**Given records:**
◇ ◇ ◇
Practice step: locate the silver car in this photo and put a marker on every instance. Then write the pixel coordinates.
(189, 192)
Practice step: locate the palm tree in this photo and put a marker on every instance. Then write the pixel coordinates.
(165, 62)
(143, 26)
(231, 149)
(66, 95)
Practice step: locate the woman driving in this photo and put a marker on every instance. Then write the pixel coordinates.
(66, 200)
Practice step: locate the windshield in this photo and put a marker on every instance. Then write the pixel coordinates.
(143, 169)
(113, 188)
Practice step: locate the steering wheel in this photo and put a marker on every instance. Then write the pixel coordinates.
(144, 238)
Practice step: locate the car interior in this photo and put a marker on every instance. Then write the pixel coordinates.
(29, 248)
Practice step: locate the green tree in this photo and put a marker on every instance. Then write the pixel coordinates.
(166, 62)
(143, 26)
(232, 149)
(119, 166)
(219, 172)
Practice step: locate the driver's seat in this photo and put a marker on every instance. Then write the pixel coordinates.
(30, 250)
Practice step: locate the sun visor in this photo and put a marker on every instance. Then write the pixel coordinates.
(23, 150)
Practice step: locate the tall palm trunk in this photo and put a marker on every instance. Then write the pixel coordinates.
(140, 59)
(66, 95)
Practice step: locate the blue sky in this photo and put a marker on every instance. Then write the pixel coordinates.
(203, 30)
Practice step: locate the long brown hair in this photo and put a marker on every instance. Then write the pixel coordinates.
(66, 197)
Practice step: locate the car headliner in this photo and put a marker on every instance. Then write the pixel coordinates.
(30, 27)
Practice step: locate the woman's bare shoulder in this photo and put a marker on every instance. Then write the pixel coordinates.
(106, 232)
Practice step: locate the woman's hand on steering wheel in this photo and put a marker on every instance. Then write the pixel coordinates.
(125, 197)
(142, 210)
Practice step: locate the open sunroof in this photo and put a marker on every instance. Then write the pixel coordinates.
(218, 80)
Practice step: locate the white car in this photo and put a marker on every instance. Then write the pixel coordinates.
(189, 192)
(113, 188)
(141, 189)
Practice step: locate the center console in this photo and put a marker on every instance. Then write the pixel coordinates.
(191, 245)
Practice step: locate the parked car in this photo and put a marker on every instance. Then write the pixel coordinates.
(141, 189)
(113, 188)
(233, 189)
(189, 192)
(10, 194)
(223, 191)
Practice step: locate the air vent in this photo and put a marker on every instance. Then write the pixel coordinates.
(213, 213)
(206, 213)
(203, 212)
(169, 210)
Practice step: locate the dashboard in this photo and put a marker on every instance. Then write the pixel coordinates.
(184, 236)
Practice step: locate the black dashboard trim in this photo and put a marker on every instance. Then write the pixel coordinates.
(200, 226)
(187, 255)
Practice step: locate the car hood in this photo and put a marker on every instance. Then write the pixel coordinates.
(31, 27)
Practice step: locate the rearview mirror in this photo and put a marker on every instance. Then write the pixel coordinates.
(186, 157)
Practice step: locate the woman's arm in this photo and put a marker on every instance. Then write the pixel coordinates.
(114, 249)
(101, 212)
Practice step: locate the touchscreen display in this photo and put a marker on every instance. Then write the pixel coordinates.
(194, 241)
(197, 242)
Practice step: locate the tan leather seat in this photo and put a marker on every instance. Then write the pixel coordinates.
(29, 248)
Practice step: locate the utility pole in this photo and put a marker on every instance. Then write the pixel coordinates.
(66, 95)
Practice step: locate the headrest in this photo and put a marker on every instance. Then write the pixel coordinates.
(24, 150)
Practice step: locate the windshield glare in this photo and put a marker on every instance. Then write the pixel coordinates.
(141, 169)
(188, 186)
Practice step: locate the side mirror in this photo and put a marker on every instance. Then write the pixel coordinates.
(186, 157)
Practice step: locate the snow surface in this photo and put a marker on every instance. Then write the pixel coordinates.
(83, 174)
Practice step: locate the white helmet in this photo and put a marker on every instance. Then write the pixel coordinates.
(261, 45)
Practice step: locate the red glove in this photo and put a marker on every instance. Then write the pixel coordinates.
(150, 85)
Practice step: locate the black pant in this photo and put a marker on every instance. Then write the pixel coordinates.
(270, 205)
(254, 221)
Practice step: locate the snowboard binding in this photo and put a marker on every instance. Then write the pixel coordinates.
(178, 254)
◇ ◇ ◇
**Required task:**
Every line from the line containing "Practice step: locate the snow surface" to the last line of the material above must be repeated exactly, and no other line.

**Answer to the exercise:**
Practice step: locate the snow surface in this photo and put a marker on every instance. Then write the pixel coordinates.
(83, 174)
Practice step: locate the white helmet in this photo and put a marker on every instance. Then write the pixel coordinates.
(261, 45)
Practice step: locate the red glove in this photo and put a marker on every instance. Then write the pixel coordinates.
(150, 85)
Practice step: locate the black pant in this photo and put a marker on every instance. Then write the pixel coordinates.
(270, 205)
(254, 221)
Practice step: locate the snowboard binding in this photo and put a marker on every instance. Then write the pixel coordinates.
(178, 254)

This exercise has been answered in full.